*Metin Bloğu*.
┏━━

Bu Kanun hükümleri, her türlü idari eylem ve işlemler ile idarenin
sorumlu olduğu diğer sebeplerin yol açtığı vücut bütünlüğünün kısmen veya
tamamen yitirilmesine ya da kişinin ölümüne bağlı zararlara ilişkin istem ve
davalarda da uygulanır."
Hükümetin TBMM'ye sunduğu Türk Borçlar Kanunu Tasarısında
bulunmayan bu fıkra hükmü, tasarının Adalet Komisyonundaki görüşmeler sırasında
eklenmiş olup 04.02.2011 tarih ve 27836 sayılı Resmi Gazetede yayımlanan ve 01.10
2011 tarihinde yürürlüğe giren 6100 sayı ve 12.01.2011 tarihli Hukuk
Muhakemeleri Kanununun "Ölüm veya vücut bütünlüğünün yitirilmesinden doğan
zararların tazmini davalarında görev" kenar başlıklı 3. maddesiyle de,
"Her türlü idari eylem ve işlemler ile idarenin sorumlu olduğu diğer
sebeplerin yol açtığı vücut bütünlüğünün kısmen veya tamamen yitirilmesine
yahut kişinin ölümüne bağlı maddi ve manevi zararların tazminine ilişkin
davalara asliye hukuk mahkemeleri bakar. İdarenin sorumluluğu dışında kalan sebeplerden
doğan aynı tür zararların tazminine ilişkin davalarda dahi bu hüküm uygulanır.
30/1/1950 tarihli ve 5521 sayılı İş Mahkemeleri Kanunu hükümleri saklıdır''
hükmü getirilmiştir.
1 Ekim 2011 tarihinde yürürlüğe giren 6100 sayılı Hukuk
Muhakemeleri Kanunu'nun 3'üncü maddesi ile idarî eylem ve işlemler sebebiyle
ölüm veya vücut bütünlüğünün yitirilmesinden doğan zararların tazmini
davalarına bakma görevi asliye hukuk mahkemelerine verilmiştir. Anılan madde
hükmüne göre, başka herhangi bir koşul ve sınırlama bulunmaksızın idarî eylem
ve işlemler ile idarenin sorumlu olduğu diğer nedenlerin yol açtığı "vücut
bütünlüğünün kısmen ya da tamamen yitirilmesi" ya da "kişinin
ölümü" sonucu oluşan maddî ve manevî zararların tazmini istemiyle açılan
davalarda, görevli yargı yeri adlî yargı düzeni içerisinde "asliye hukuk
mahkemesi" olmuştur.

┗━━

*Çıkarılan Veriler*.
┏━━

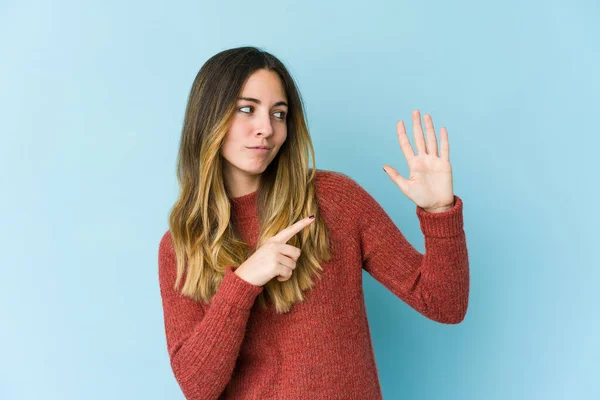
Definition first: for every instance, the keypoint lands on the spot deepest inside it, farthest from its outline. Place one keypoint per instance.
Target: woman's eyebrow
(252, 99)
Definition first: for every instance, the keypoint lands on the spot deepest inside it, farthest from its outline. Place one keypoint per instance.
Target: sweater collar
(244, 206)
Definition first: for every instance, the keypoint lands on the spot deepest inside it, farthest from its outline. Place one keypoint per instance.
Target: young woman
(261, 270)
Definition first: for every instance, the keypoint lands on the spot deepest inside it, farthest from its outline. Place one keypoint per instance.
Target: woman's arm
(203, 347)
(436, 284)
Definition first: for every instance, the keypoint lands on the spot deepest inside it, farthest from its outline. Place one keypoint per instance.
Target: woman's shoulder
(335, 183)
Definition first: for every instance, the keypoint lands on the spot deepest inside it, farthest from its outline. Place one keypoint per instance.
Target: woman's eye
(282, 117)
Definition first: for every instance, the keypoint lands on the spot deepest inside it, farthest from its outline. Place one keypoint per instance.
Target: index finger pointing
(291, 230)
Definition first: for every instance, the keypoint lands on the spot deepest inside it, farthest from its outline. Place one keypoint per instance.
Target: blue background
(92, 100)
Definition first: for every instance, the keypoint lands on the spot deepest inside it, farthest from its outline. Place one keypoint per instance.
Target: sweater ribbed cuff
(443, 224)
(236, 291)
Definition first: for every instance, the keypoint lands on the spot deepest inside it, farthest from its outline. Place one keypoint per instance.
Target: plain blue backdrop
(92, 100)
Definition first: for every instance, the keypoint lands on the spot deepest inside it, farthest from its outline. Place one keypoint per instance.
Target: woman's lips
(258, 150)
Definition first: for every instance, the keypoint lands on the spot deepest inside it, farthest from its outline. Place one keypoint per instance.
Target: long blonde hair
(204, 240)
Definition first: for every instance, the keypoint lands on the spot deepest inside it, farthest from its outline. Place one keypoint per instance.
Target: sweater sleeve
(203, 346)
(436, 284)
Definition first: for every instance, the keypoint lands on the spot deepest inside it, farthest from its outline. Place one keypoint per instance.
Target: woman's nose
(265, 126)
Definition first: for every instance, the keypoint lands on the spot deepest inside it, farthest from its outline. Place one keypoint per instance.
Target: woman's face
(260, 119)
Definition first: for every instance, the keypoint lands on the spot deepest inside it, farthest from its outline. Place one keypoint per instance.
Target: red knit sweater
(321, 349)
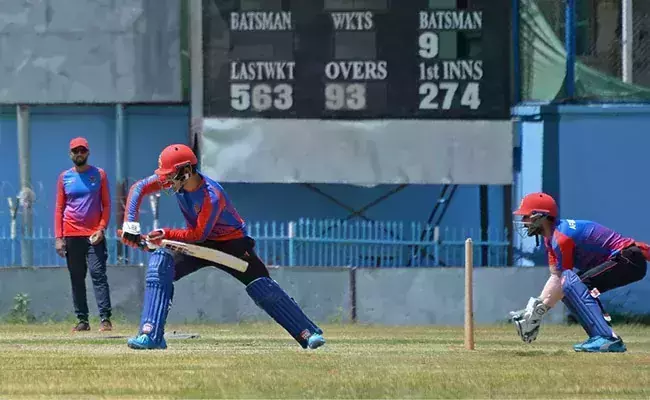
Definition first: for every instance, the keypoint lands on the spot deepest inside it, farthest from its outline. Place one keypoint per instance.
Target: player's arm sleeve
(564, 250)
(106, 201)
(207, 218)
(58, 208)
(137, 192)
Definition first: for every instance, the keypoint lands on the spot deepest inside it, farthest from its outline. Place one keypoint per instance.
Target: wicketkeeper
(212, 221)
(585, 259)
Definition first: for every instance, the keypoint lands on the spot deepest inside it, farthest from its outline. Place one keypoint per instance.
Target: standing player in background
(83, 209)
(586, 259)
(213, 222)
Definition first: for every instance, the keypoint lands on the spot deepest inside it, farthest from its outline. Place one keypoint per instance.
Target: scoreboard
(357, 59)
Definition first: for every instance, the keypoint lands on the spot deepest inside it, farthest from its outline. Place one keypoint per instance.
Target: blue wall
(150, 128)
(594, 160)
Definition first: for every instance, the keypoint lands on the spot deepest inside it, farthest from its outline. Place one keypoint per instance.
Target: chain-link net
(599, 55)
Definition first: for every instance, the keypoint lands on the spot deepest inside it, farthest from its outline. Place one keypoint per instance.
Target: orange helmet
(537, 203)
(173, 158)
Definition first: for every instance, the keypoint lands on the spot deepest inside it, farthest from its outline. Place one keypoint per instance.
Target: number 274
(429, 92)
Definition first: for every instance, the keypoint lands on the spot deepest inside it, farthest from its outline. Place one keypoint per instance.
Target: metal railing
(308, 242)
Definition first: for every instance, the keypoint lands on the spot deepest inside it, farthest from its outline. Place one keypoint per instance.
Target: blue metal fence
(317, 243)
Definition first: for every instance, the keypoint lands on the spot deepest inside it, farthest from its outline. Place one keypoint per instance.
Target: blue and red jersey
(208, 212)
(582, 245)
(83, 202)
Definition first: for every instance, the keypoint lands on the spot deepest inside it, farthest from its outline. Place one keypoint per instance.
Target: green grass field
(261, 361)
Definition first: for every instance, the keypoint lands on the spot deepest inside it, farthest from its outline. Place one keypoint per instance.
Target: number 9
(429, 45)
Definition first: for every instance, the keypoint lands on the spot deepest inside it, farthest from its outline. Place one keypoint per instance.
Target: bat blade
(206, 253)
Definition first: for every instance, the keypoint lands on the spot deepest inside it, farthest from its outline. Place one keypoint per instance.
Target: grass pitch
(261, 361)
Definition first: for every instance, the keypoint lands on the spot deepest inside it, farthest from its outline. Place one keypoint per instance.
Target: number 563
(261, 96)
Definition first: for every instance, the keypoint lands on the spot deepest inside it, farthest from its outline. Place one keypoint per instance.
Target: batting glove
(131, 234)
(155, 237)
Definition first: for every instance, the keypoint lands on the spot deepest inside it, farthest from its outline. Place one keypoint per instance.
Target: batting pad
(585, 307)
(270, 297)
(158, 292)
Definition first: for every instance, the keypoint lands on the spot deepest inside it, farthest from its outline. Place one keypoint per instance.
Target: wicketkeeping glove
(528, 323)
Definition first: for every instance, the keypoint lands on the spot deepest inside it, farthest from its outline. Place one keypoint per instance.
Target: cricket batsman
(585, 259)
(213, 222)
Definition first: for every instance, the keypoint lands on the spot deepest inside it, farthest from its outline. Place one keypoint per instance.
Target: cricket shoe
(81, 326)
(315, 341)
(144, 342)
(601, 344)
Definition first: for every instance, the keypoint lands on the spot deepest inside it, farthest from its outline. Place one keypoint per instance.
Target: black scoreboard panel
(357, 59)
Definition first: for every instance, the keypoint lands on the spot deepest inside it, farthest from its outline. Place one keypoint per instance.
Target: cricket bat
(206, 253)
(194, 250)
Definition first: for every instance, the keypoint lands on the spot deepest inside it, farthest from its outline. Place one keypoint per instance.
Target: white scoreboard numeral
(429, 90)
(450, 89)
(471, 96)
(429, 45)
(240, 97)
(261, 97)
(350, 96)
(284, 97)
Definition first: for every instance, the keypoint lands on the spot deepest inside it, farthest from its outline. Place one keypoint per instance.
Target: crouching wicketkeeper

┗━━

*Görevler*.
A) Metin bloğundaki "İdarenin sorumluluğu dışında kalan sebeplerden doğan aynı tür zararların tazminine ilişkin davalarda dahi bu hüküm uygulanır." cümlesini İngilizceye çevirin.
B) Metin bloğunda "sayı" ya da "sayılı" ifadesiyle birlikte verilen tüm numaraları, her birinin ait olduğu belge veya kanunla birlikte listeleyin.

*Çözüm Listesi*.
A) This provision applies even in actions concerning compensation for the same type of damages arising from causes outside the liability of the administration.

B)
- 27836: Resmi Gazete
- 6100: Hukuk Muhakemeleri Kanunu
- 5521: İş Mahkemeleri Kanunu